→ **Excerpt from a dataset**
-----
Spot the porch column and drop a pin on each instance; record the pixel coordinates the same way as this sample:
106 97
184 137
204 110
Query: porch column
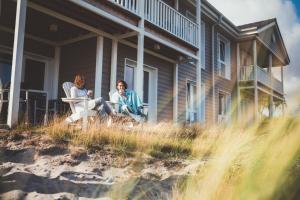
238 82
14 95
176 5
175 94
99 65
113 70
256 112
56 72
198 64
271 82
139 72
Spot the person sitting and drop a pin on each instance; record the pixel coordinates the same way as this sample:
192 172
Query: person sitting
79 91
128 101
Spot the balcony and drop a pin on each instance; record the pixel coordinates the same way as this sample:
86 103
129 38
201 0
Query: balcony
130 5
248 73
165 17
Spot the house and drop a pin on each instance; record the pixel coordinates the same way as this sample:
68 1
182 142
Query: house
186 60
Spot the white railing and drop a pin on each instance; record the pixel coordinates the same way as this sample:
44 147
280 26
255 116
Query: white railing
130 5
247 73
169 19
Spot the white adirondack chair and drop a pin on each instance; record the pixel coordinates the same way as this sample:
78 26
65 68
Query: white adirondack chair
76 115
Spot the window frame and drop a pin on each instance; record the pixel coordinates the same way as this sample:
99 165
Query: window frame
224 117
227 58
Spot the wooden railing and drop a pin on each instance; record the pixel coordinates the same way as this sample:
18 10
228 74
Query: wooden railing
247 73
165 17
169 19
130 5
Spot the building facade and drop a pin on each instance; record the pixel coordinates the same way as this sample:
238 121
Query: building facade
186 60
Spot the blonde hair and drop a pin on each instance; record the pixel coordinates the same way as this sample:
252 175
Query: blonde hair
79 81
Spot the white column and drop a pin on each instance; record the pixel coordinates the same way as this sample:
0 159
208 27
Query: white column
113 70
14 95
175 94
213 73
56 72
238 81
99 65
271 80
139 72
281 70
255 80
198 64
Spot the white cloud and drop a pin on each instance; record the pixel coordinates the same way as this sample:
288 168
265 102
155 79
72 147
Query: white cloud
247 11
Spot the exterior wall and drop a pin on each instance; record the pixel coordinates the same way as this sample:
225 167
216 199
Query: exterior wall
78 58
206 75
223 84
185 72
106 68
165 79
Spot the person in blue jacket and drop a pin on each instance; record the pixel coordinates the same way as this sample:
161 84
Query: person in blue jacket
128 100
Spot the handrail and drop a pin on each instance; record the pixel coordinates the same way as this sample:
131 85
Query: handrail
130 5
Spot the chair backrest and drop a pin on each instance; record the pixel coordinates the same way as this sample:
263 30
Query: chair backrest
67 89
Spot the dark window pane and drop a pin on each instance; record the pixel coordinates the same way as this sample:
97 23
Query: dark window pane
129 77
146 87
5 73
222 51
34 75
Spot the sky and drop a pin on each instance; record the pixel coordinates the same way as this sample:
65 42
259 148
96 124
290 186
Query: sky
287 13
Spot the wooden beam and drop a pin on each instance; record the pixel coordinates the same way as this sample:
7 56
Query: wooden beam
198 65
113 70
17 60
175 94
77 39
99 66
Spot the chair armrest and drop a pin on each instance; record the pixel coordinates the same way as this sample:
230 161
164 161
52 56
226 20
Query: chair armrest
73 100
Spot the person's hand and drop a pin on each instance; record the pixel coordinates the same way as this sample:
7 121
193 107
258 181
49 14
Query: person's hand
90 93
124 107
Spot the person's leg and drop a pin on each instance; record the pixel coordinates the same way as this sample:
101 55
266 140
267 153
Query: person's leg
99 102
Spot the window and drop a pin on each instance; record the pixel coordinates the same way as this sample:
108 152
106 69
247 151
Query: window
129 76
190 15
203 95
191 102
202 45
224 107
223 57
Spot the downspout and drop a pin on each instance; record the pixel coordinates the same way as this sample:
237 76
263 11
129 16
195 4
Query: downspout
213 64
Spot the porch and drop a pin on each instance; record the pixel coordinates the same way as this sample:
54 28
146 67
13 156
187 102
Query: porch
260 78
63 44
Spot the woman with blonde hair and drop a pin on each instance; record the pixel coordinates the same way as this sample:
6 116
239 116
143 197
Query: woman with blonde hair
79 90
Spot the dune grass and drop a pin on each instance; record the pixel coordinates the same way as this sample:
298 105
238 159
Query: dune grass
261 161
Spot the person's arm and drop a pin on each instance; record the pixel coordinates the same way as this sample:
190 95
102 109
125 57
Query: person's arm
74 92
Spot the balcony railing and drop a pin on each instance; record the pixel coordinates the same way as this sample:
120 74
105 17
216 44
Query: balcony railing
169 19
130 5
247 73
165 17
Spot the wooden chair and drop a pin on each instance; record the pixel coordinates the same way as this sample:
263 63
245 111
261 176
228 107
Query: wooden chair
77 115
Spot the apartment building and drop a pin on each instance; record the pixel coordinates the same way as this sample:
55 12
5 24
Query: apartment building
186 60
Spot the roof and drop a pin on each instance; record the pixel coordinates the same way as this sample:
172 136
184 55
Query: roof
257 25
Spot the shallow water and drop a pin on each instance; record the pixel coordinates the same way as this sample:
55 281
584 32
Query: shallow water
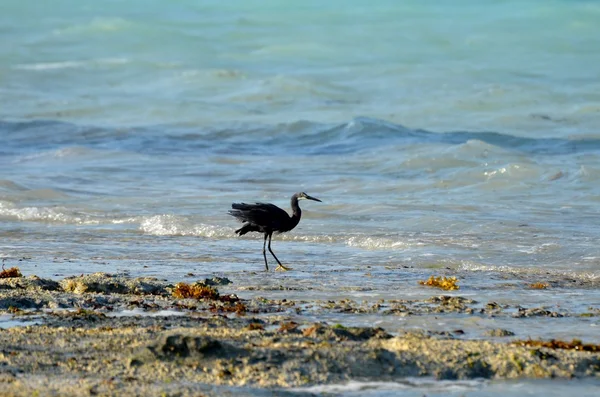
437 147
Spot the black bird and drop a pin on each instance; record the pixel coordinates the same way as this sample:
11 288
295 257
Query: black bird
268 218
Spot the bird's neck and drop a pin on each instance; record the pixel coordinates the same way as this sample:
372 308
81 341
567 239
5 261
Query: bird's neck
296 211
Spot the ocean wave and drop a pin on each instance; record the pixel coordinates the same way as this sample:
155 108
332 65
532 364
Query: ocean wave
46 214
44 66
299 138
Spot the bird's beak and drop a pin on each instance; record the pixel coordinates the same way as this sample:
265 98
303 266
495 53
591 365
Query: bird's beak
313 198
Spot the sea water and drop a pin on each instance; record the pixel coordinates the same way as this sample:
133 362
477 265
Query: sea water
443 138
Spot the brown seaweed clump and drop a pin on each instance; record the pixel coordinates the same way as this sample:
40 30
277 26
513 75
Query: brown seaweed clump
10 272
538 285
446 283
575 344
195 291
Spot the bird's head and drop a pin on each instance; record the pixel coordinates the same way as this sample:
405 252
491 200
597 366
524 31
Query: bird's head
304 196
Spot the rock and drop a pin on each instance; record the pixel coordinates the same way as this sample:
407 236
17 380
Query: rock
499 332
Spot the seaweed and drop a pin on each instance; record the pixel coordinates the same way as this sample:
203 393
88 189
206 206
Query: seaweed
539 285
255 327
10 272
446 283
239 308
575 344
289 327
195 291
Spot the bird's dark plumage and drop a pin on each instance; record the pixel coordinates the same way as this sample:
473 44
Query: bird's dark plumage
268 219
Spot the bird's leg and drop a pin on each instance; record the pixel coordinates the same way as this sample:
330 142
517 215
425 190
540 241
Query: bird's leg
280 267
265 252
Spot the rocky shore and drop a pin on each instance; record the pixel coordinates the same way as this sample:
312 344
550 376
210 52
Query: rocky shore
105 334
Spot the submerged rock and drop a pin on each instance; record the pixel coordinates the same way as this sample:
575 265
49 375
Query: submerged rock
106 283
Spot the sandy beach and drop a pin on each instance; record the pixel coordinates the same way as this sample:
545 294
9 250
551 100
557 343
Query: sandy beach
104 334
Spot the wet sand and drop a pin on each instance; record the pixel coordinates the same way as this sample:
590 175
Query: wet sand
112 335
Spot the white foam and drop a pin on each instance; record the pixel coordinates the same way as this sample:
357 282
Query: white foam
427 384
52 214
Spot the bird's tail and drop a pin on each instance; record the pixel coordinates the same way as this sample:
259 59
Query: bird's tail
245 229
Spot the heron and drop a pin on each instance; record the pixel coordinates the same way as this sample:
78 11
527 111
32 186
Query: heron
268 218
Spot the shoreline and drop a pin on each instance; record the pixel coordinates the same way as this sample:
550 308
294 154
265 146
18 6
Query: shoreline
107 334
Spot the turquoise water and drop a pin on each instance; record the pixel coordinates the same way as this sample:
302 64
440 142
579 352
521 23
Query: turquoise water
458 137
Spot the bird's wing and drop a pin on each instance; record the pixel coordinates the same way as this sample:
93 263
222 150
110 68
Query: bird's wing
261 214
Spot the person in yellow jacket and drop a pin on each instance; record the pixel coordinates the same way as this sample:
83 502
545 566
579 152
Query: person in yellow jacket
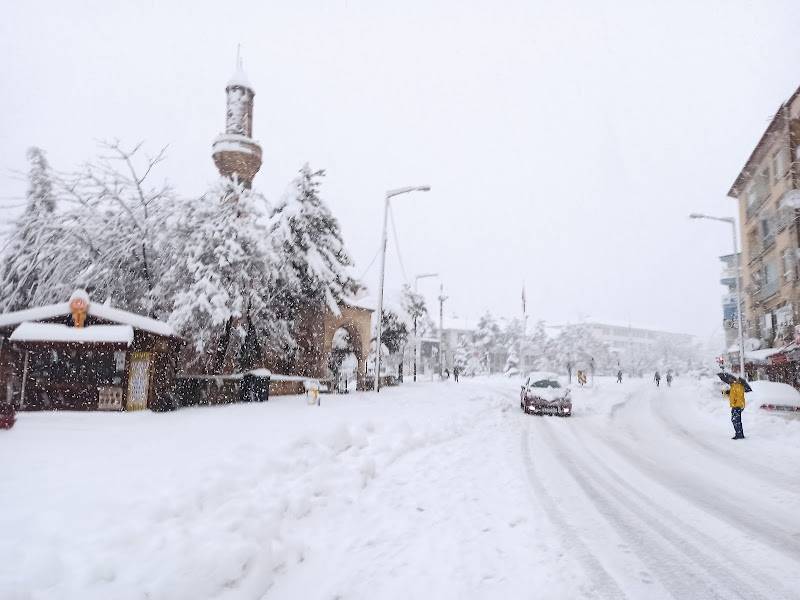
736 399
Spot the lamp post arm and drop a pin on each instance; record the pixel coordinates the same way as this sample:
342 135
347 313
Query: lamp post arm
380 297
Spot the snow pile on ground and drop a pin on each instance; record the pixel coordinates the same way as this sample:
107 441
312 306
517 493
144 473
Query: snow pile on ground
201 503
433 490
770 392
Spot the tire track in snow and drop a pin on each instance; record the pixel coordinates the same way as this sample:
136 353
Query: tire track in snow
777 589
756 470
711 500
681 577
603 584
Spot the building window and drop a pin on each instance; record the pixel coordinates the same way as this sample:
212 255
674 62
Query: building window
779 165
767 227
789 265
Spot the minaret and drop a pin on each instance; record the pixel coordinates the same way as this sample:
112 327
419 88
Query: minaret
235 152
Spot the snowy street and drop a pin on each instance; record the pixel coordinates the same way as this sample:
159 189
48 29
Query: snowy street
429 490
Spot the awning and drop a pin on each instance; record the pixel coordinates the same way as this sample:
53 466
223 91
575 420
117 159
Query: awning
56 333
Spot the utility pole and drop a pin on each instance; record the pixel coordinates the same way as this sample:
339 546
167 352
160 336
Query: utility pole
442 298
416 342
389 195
-----
→ **WRITTEN PROBLEM**
Using the listing above, copy exactly the lines from the one that contains "Spot the person in yellow" through its last line, both included, but not the pictures.

→ **TASK ANSWER**
Spot the person in yellow jacket and drop a pin on each instance; record the pixel coordinates the same way as this sample:
83 502
545 566
579 152
Query: person in yellow jacket
736 399
Spot the lamp post arm and drop a pin on each instance; record the pixel coordinates the same way as this sample:
342 135
347 313
Query: lamp post arm
380 297
Spot the snow pile on ground and drop a pin on each instance; record the pixel coordinates the same way as this sample:
107 441
312 306
517 493
144 473
Query: snow pile on ground
201 503
433 490
770 392
Spot the tire track in snow and drop a pin on each instance; record the pixel coordinates the same way as this sample:
136 353
Query: tire track in snow
777 589
756 470
711 500
681 577
603 584
Spot the building window and drop a pin on each instance; record the pixel coordinates the same way as this sample:
212 255
674 62
Query: building window
779 165
767 227
789 265
Spot the minaret and drop a pin on each instance; record the pixel coordinates the same way as this sample:
112 327
419 88
Query: minaret
235 152
Spot the snowy street and drop a pin on each instance; record the pixel coordinates the same way as this sample:
159 189
48 29
Query: snowy street
429 490
Spot the awning and drop a pin on each instance; record the pixel coordinates the same way as this sample:
53 466
223 91
575 420
117 159
Query: awning
56 333
Spot the utility pole and drop a pin on each instance; record the pixel coordinates the same way as this sample:
339 546
167 352
160 336
Query: utility pole
442 298
416 342
389 195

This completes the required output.